**Your goal**
Can you continue the article on methadone versus buprenorphine in pregnancy, starting right after its last line?

**Given passage**
Methadone vs buprenorphine in pregnancy

Article

Both treatmetn methods require careful considerations when determining how to care for pregnant patients with OUD.

Methadone buprenorphine

Methadone is a full agonist of the µ-opioid receptor and has been utilized since the 1970s as the standard treatment for OUD in pregnancy.1 It is dispensed on a daily basis by registered comprehensive addiction treatment programs. Currently, it is not legal for physicians outside of such licensed treatment facilities to prescribe methadone to treat OUD (although the drug can be prescribed on an inpatient basis for continuation or initiation of MAT). All providers should be aware that potential significant medication interactions exist with methadone – including, but not limited to, some nucleoside reverse transcriptase inhibitors and non-nucleoside reverse transcriptase inhibitors, antiretroviral medications, protease inhibitors, tricyclic antidepressants or rifampin. In addition, there is a risk of maternal respiratory depression and QTc prolongation.

Buprenorphine is a partial agonist of the µ-opioid receptor, thereby giving it an improved safety profile. It decreases the activity of full opioid agonists (e.g., methadone, heroin, morphine, oxycodone). Accumulated recent evidence supports use of buprenorphine in pregnancy2 and it is available as either a mono-product (buprenorphine alone, Subutex) or as a combined product with naloxone (buprenorphine/naloxone, [e.g., Suboxone). The naloxone component is not active if taken in the proper fashion (sublingually); however, a patient will experience significant withdrawal symptoms if she injects the medication (naloxone is an opioid antagonist that will displace opioids from receptors). For that reason, the combined product is used to prevent improper intravenous use of the buprenorphine. Historically, providers have had concerns about providing the combined product in pregnancy; however, accumulating data support use of buprenorphine/naloxone in pregnancy.3,4

 

For more information on OUD in pregnancy - The opioid crisis: Prenatal and postnatal care

References:

1. American College of Obstetricians and Gynecologists. Opioid use and opioid use disorder in pregnancy. Committee Opinion No. 711. Obstet Gynecol. 2017;130:e81–94.

**Listed records**
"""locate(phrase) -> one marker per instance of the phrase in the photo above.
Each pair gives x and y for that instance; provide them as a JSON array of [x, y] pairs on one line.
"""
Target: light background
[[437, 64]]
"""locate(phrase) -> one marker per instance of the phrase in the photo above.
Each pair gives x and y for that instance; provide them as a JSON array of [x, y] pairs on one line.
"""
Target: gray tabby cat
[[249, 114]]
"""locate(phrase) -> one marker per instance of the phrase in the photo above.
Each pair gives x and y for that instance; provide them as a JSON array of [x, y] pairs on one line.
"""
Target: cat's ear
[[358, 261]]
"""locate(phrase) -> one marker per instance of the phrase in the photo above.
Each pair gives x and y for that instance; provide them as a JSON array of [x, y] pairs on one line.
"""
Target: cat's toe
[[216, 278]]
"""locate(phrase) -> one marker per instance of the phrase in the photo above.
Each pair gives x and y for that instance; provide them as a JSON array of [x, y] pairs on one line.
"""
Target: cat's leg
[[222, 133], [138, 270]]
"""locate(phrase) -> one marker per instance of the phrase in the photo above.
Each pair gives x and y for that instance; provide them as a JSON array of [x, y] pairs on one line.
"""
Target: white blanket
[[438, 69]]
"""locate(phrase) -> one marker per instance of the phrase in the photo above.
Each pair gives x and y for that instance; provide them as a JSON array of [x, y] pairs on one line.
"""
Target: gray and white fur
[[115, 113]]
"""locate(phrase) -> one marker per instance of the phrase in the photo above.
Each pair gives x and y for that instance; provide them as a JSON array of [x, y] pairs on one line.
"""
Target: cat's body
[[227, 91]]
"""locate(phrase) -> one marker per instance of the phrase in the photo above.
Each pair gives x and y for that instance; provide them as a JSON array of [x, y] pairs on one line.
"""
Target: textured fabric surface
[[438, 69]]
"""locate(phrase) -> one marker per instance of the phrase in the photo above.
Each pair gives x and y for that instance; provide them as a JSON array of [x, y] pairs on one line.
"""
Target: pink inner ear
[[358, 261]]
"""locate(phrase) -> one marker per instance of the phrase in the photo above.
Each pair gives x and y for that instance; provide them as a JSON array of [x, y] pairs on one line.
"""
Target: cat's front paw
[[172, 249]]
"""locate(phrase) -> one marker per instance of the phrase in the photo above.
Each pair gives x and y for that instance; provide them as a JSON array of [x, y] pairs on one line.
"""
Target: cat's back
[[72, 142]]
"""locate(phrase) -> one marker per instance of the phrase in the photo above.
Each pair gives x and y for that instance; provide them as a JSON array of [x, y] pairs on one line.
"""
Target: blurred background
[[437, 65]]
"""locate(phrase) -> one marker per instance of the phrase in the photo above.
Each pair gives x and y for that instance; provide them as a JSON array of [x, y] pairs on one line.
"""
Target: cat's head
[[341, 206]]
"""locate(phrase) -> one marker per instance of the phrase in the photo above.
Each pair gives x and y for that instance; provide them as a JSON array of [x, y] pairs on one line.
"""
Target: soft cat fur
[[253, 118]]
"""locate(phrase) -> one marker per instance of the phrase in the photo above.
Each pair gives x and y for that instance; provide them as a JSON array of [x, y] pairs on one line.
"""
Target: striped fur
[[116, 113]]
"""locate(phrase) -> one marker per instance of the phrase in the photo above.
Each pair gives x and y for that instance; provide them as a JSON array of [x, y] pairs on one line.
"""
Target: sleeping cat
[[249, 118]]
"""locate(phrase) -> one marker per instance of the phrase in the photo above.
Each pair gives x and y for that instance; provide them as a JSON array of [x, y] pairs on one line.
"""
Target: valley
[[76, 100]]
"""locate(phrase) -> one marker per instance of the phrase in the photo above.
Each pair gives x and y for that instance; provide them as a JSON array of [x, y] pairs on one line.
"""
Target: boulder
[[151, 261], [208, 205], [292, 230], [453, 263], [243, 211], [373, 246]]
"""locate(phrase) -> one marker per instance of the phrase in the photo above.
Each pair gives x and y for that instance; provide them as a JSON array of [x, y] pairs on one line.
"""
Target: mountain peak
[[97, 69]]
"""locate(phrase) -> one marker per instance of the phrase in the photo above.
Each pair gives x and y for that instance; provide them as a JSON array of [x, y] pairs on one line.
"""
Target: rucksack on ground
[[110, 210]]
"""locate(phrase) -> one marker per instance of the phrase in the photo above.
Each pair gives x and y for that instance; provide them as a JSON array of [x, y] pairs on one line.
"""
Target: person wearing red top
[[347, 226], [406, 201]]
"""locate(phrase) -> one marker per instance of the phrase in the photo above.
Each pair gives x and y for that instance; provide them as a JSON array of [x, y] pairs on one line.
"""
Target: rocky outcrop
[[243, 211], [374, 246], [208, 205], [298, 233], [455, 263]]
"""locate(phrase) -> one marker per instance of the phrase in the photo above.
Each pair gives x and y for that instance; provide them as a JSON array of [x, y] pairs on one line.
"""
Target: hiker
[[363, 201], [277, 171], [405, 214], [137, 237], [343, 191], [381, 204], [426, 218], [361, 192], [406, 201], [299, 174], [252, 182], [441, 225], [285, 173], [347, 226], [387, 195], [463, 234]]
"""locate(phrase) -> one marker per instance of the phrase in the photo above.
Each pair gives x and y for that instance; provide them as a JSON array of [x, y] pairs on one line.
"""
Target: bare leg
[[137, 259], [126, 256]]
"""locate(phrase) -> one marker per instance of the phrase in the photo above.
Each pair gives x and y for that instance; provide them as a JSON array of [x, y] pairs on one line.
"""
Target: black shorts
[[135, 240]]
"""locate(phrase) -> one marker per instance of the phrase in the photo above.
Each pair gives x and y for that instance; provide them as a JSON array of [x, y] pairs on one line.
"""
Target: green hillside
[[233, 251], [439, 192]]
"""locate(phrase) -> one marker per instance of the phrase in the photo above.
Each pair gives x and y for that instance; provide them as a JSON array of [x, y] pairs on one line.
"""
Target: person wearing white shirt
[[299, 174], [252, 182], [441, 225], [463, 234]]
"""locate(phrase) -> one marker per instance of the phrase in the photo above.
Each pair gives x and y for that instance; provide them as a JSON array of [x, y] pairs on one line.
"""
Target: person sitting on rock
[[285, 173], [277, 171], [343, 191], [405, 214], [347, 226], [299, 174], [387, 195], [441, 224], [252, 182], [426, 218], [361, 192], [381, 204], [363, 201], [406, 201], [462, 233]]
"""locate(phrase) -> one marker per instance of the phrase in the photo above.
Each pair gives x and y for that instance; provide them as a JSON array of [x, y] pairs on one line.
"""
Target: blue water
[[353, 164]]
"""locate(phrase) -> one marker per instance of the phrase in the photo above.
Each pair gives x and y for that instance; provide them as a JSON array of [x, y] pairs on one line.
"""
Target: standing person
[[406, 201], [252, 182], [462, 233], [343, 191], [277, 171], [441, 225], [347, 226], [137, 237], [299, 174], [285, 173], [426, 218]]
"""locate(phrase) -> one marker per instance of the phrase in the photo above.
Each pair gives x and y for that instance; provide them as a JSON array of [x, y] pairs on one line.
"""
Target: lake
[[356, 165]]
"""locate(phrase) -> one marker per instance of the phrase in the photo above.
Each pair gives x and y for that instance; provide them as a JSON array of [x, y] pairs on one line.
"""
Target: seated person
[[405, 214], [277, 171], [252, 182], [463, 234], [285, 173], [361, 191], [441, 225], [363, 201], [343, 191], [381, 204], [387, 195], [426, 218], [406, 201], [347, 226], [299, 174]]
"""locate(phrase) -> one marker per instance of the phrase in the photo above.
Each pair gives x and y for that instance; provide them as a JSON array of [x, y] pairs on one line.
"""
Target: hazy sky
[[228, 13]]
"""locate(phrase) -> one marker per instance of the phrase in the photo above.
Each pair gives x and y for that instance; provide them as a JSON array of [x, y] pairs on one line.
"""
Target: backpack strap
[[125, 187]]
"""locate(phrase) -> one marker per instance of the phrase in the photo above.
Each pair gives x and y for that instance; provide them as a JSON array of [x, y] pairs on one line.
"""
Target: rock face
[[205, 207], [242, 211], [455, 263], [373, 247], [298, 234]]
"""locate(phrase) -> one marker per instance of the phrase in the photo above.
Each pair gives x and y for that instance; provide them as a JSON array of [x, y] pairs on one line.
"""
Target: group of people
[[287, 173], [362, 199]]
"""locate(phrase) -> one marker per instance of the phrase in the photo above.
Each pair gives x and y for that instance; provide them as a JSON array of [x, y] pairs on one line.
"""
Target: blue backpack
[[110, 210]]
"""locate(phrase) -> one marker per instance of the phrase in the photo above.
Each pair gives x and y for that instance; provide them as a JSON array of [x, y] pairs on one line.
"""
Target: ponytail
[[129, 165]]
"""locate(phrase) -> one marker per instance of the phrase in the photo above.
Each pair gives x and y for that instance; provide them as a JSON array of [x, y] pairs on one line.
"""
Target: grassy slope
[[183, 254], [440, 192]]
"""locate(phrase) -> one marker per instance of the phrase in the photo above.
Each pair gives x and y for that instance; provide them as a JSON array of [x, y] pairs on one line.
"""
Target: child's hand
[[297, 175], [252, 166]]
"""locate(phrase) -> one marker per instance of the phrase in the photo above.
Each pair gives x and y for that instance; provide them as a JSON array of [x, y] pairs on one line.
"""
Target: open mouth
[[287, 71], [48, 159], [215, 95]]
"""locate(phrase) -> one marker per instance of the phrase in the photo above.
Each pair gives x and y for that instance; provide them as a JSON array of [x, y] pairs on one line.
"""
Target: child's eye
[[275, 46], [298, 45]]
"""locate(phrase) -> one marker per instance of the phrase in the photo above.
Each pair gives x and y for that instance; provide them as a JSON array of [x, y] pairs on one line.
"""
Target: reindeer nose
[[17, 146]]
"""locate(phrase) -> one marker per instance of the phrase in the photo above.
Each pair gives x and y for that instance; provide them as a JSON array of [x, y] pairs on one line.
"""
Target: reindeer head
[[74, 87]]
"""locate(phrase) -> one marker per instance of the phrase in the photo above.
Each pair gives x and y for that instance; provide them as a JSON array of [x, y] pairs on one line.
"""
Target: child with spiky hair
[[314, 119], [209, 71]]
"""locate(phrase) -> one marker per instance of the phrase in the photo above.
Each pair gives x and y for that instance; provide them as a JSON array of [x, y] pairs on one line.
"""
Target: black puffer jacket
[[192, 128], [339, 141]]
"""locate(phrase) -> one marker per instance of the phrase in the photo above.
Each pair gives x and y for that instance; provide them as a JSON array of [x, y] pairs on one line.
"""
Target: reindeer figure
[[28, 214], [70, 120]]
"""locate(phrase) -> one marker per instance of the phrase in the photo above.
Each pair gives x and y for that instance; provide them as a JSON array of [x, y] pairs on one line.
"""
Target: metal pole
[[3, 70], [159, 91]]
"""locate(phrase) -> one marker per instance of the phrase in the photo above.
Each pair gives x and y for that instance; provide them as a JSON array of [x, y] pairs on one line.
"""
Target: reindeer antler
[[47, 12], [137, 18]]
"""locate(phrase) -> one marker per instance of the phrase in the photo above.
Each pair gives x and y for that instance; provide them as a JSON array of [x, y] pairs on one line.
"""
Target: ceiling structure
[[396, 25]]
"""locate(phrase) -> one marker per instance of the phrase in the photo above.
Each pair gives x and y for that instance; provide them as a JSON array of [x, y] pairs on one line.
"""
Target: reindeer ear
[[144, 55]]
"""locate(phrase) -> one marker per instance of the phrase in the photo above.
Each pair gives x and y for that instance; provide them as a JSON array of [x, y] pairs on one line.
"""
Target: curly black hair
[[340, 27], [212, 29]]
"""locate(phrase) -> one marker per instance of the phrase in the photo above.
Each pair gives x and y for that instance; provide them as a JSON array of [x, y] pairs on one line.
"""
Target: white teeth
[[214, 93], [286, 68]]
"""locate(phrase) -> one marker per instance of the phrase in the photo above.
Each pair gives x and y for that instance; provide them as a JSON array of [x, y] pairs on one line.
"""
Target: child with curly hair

**Answer**
2. Jones HE, Kaltenbach K, Heil SH e tal. Neonatal abstinence syndrome after methadone or buprenorphine exposure. N Engl J Med. 2010;363(24):2320-2331.

3. Debelak K, Morrone WR, O’Grady KE, Jones HE. Buprenorphine + naloxone in the treatment of opioid dependence during pregnancy-initial patient care and outcome data. Am J Addict. 2013;22(3):252-254.

4. Lund IO, Fischer G, Welle-Strand GK et al. A Comparison of Buprenorphine + Naloxone to Buprenorphine and Methadone in the Treatment of Opioid Dependence during Pregnancy: Maternal and Neonatal Outcomes. Subst Abuse. 2013;7:61-74.